DIRECTIONS: Each line from the one that contains "sabre chair leg." to the end of the material must be set down exactly, and no line before it.

[Pointing dataset excerpts]
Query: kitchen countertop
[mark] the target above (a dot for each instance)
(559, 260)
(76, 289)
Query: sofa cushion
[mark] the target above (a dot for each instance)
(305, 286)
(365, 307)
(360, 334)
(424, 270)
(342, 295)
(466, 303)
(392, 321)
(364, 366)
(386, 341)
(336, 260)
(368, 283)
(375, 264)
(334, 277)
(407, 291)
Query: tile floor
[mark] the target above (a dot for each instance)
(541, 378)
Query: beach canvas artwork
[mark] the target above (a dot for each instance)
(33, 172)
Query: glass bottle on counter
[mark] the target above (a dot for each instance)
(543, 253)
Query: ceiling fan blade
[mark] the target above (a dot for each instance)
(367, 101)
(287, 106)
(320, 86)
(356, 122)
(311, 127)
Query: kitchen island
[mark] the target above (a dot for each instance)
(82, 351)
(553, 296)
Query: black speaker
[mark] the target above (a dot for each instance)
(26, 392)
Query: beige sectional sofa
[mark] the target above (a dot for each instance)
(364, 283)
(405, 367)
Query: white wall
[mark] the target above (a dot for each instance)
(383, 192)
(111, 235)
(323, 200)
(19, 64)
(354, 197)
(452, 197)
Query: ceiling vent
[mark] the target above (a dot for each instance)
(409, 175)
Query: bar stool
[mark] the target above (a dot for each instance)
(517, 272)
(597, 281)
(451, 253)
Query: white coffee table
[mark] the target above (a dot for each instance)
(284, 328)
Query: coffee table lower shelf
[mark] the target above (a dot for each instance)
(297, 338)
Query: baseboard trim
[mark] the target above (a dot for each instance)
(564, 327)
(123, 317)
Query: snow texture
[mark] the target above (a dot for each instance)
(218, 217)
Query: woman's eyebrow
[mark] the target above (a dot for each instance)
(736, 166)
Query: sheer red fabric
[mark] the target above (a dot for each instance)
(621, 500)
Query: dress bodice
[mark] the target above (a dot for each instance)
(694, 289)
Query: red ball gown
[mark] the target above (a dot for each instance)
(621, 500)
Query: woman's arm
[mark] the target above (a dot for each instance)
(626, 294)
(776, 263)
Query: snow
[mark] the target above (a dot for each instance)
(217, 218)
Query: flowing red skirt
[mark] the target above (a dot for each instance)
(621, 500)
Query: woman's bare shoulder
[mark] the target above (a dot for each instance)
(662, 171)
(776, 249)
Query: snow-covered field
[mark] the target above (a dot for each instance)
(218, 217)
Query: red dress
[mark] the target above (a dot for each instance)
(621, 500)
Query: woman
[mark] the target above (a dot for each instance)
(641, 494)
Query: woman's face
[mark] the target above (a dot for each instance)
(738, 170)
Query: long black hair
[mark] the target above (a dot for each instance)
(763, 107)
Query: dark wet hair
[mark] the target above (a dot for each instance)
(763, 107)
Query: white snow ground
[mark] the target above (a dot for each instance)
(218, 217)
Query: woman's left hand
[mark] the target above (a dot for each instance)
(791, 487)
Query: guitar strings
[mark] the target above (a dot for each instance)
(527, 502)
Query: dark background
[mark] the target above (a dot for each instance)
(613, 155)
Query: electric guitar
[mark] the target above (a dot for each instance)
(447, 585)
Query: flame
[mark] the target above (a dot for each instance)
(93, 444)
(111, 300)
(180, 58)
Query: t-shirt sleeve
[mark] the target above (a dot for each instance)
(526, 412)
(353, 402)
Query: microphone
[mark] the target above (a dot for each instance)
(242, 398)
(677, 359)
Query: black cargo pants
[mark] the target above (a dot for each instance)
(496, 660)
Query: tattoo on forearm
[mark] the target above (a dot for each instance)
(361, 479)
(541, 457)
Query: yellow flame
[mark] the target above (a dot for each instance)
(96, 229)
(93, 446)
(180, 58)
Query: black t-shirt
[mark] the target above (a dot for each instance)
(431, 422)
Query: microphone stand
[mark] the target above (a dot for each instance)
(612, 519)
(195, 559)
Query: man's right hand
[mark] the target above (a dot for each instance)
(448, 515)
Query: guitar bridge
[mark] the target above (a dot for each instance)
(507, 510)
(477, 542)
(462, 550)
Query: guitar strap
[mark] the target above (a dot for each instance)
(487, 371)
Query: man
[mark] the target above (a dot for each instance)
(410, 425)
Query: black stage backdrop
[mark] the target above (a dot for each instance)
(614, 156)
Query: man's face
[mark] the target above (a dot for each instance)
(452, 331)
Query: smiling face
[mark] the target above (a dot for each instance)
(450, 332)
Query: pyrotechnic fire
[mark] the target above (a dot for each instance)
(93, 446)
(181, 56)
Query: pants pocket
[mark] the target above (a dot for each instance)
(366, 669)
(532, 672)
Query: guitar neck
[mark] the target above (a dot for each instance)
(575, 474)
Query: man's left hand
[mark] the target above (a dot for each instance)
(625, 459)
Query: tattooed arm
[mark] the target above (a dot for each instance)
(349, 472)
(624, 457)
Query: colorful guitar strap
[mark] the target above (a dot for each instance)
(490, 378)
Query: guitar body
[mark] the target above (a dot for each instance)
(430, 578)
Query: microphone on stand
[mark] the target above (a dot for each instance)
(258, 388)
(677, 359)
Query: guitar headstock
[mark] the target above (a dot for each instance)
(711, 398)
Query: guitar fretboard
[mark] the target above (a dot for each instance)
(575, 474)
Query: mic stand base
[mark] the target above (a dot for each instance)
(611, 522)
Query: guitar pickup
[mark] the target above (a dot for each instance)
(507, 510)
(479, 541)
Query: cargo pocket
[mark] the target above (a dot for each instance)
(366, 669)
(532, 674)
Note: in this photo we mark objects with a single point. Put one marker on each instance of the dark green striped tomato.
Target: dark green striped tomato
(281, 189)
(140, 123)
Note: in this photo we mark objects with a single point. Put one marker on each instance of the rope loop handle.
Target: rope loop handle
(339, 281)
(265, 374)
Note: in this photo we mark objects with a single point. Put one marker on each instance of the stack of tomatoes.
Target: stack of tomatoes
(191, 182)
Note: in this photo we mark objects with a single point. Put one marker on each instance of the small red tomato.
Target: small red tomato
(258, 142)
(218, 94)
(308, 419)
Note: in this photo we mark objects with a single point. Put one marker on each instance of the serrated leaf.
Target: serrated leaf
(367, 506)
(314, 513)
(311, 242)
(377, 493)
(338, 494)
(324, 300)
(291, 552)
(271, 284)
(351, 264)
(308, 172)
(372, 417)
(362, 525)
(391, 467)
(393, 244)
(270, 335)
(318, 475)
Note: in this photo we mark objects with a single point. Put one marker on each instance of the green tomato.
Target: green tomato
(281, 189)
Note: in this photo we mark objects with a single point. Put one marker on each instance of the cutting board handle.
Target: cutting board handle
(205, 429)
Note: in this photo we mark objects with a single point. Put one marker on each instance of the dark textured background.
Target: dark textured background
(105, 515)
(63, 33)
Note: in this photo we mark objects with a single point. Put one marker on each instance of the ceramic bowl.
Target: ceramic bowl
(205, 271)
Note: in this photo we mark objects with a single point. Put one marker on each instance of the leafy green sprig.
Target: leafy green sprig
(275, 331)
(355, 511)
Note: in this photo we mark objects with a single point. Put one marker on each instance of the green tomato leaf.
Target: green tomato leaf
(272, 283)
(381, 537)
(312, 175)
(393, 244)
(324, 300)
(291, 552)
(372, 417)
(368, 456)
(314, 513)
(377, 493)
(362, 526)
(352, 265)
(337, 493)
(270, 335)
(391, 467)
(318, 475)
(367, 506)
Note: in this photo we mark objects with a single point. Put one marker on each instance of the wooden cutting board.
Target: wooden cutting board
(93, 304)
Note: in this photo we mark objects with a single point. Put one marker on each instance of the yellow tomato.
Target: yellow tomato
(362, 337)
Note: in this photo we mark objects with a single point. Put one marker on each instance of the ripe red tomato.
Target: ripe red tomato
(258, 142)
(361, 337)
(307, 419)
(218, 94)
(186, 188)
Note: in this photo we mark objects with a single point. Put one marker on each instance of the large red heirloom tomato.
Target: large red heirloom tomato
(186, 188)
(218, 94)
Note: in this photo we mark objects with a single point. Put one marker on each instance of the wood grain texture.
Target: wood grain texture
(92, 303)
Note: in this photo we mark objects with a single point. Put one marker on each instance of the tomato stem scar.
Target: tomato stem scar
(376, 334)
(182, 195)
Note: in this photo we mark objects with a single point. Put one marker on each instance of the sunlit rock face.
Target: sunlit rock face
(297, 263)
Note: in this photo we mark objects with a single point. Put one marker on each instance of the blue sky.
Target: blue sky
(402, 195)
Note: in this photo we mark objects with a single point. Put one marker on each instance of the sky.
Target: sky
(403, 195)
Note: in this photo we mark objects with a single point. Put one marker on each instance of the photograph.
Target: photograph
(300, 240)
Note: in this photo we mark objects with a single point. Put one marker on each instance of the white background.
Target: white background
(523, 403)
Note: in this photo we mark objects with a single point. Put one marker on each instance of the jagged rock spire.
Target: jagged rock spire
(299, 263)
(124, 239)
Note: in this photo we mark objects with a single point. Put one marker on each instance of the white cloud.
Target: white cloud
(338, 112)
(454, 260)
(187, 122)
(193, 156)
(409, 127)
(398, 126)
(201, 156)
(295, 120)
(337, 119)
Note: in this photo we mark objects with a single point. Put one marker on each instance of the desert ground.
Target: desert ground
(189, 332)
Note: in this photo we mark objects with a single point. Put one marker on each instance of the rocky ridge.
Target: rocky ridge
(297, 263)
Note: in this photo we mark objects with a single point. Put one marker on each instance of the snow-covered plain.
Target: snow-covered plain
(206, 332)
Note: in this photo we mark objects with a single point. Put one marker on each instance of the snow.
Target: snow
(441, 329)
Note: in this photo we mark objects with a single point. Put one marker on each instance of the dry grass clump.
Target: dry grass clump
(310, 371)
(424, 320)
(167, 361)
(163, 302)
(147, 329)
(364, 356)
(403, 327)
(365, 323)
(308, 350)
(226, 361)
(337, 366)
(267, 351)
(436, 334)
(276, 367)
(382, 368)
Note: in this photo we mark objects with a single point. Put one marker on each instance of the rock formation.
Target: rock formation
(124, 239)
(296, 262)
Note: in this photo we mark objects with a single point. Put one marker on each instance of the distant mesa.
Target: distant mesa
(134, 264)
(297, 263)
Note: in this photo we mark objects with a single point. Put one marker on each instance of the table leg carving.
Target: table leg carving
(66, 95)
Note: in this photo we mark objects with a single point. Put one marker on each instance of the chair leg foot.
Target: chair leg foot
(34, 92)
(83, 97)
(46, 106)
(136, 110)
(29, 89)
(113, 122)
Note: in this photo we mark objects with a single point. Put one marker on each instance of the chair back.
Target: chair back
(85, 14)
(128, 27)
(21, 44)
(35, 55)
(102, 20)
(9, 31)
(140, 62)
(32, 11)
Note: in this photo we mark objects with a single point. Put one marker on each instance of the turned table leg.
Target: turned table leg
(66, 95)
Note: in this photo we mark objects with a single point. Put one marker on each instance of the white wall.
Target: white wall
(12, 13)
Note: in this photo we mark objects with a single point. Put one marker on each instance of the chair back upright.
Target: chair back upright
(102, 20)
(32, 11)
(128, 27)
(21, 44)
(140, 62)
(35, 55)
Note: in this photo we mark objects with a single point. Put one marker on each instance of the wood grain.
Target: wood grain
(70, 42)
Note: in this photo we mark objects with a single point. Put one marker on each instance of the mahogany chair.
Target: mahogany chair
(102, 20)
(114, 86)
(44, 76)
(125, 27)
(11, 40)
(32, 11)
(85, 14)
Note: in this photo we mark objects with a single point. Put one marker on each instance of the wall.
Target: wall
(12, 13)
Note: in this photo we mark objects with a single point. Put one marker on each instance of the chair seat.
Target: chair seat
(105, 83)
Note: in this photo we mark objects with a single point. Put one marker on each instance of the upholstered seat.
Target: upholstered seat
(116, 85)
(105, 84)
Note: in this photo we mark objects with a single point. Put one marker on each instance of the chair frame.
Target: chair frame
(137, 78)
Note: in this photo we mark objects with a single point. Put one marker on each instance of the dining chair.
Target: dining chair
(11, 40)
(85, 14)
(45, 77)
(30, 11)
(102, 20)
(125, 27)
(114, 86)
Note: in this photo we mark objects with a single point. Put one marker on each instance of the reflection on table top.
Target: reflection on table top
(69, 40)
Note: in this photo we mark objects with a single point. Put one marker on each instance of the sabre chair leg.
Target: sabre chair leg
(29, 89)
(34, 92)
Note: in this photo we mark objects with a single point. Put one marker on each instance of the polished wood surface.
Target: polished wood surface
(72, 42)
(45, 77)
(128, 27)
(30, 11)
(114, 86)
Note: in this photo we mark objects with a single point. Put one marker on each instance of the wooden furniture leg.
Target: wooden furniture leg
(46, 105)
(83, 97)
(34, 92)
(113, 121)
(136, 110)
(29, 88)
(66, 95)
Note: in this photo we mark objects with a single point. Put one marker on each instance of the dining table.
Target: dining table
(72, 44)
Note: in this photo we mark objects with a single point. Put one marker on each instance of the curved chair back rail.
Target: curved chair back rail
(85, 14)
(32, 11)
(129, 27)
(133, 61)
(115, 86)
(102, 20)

REPLY TO THE EXERCISE:
Note: in this photo we mark objects with a single point. Put one marker on each instance of the sabre chair leg.
Target: sabre chair leg
(29, 89)
(34, 92)
Note: in this photo we mark objects with a single point. Put one marker on each instance of the polished wood surface.
Target: polished wood surface
(72, 42)
(45, 77)
(128, 27)
(30, 11)
(114, 86)
Note: in this photo we mark objects with a single point. Put one marker on each instance of the wooden furniture leg.
Target: wooden furniture leg
(46, 105)
(83, 97)
(34, 92)
(113, 121)
(136, 110)
(29, 88)
(66, 95)
Note: in this photo we mark objects with a single point. Put one marker on each instance of the dining table.
Target: dining table
(72, 44)
Note: in this photo we mark objects with a single point. Put one marker on each instance of the curved chair back rail.
Target: curved chair back rail
(85, 14)
(32, 11)
(129, 27)
(133, 61)
(115, 86)
(102, 20)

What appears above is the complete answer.